# Gifts I received



## debodun (Dec 25, 2019)

This was a food year in the main. Neighbor gave me some molasses cookies, a tin of Danish cookies and an ornament filled with M&Ms. A meal client gave me Danish cookies and peanut butter fudge (Danish ccookie tins and fudge not in photos). I got 2 packages of Ferrero Rocher chocolates in the family grab bag. Another neighbor gave me a cat figurine.


----------



## Keesha (Dec 25, 2019)

A figurine. Just what you need. 
It is a very tasteful one though and treats are always welcome . Right?


----------



## AnnieA (Dec 25, 2019)

The treats look yummy, @debodun !

My favorite this year is the Capri Blue Volcano (blue tin) candle from Anthropologie that my sister gave me.   And another family member gave me a machine washable bath pillow made of something similar to memory foam that is divinely comfortable.  Put the two together and my long reading baths just got longer!   The candles are made in a nearby town and have now gone international with Anthropologie.

*Volcano*: tropical fruits, sugared oranges, lemons and limes, redolent with lightly exotic mountain greens (FRESH)


----------



## terry123 (Dec 26, 2019)

Enjoy your treats, Deb!  I love those Danish cookies with a glass of milk.


----------



## Ronni (Dec 26, 2019)

I received lovely stuff! 

Ron gave me three pieces of jewelry....a dinner ring, and an earrings and necklace set, very delicate and lovely.  He also gave me slippers which I badly needed and some clothes

I was showered with gifts from the kids!  A weighted blanket, shoes, beautiful water paint brush pens, a bead craft, necklace, sweater, beautiful pandora bracelet, aloe treated snuggle socks, sweet magnetic picture of my grandkids, and some gift cards.

And then as an extra christmas gift to everyone my son treated the entire family to tickets to the latest Star Wars movie!!

It was a wonderful day!


----------



## Aunt Bea (Dec 26, 2019)

Maybe I'll have better luck next year!


----------



## Packerjohn (Dec 26, 2019)

Region outline entries
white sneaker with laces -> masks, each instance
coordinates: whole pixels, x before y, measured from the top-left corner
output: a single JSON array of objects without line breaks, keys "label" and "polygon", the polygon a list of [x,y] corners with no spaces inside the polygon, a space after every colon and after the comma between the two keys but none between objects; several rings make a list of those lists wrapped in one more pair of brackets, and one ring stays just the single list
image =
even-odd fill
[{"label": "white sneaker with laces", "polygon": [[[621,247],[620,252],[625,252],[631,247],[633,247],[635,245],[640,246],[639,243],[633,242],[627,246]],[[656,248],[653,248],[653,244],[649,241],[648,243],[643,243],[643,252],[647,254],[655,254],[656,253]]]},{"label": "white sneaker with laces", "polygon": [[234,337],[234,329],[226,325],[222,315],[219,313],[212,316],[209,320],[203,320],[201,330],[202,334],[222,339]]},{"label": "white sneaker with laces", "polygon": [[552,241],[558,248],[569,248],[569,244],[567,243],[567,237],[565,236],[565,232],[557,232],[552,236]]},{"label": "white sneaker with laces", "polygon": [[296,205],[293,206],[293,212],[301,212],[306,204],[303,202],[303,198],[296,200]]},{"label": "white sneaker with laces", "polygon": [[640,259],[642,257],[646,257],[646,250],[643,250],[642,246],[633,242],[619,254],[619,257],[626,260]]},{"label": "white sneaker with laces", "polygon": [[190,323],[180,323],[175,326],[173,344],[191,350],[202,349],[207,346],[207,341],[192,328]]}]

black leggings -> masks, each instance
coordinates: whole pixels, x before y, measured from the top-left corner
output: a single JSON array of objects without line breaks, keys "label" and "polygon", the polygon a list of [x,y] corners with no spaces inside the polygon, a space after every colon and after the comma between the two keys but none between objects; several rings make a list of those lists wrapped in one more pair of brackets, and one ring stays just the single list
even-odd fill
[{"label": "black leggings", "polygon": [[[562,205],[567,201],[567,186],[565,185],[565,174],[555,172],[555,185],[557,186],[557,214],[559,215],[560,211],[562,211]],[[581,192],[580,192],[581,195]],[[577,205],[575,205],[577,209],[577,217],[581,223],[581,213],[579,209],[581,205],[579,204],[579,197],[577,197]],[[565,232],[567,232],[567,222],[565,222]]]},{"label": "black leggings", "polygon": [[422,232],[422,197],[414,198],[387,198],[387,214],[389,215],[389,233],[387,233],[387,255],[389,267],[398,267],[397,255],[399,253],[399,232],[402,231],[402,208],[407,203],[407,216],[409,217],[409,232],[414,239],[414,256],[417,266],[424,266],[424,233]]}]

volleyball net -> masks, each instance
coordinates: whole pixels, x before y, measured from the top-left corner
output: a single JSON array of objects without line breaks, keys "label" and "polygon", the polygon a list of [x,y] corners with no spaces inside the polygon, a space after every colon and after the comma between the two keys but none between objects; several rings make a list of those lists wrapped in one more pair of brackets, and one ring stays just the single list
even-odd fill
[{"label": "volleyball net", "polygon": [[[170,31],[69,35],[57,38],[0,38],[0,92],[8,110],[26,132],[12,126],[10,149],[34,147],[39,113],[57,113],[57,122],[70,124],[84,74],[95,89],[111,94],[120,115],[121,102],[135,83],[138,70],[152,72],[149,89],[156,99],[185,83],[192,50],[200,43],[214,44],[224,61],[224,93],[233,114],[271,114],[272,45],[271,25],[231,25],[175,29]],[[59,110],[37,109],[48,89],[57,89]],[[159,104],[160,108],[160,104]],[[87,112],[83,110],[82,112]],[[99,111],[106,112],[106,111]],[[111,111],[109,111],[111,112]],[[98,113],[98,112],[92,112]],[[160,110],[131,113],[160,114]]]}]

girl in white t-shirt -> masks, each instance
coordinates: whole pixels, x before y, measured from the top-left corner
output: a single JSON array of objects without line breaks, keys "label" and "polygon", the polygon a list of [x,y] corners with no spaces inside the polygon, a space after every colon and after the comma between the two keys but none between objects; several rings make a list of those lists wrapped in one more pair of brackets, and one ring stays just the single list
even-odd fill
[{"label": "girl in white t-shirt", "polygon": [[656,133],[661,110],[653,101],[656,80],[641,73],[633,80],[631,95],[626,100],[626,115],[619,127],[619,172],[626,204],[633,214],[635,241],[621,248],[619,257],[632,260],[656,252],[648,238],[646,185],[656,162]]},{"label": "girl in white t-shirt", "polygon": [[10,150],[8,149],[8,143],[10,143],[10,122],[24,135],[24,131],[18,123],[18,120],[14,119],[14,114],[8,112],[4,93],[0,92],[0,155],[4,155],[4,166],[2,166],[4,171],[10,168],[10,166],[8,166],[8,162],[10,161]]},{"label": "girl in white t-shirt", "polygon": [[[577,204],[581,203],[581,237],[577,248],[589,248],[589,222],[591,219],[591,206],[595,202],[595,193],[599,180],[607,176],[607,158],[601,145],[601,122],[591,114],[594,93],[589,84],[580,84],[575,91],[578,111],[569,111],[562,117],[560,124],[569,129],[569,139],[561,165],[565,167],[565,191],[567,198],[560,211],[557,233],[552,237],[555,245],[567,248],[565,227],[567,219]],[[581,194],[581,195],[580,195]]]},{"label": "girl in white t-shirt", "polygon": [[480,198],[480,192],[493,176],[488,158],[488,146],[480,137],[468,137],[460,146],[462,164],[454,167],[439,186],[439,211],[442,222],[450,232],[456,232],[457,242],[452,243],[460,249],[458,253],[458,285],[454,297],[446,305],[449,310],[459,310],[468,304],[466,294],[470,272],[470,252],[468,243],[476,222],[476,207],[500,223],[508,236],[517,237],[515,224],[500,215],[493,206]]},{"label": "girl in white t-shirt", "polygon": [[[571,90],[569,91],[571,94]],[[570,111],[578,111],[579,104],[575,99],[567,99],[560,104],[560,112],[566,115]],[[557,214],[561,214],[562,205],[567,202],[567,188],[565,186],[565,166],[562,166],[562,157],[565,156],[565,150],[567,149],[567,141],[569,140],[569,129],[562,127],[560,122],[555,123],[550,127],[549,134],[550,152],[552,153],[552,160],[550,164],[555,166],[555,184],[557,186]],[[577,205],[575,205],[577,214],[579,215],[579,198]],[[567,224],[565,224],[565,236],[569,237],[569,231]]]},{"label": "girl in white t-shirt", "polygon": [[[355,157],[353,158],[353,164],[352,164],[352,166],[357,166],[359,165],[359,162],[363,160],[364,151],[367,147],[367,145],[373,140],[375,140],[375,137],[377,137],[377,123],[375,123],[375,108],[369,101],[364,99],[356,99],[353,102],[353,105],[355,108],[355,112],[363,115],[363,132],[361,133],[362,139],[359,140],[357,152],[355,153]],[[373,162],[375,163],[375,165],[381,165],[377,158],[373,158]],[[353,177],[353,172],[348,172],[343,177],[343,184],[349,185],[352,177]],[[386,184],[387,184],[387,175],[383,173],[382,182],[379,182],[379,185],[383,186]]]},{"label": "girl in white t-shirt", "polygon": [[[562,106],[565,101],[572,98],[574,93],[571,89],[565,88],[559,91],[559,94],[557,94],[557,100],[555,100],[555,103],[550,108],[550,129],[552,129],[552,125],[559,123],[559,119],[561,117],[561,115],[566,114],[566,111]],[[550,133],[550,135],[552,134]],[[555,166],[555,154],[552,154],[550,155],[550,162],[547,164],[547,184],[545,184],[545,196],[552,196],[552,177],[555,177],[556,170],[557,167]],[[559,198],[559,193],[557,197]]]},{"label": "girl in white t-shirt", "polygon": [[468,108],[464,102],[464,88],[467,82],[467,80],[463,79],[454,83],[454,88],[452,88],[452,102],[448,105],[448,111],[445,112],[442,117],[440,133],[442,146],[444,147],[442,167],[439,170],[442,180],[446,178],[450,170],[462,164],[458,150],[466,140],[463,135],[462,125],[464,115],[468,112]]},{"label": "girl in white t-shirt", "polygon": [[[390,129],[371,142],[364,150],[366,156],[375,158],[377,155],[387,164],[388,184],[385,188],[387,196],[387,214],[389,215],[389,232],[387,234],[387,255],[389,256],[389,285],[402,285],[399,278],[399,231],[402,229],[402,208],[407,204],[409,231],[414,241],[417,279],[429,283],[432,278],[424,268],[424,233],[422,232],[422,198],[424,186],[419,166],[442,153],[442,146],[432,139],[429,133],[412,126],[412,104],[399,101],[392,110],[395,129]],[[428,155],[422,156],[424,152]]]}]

■ **What to work on**:
In the gift thread above, copy word for word the part that opens with the words containing "This was a food" and closes with "welcome . Right?".

■ **The solution**:
This was a food year in the main. Neighbor gave me some molasses cookies, a tin of Danish cookies and an ornament filled with M&Ms. A meal client gave me Danish cookies and peanut butter fudge (Danish ccookie tins and fudge not in photos). I got 2 packages of Ferrero Rocher chocolates in the family grab bag. Another neighbor gave me a cat figurine.


----------



## Keesha (Dec 25, 2019)

A figurine. Just what you need. 
It is a very tasteful one though and treats are always welcome . Right?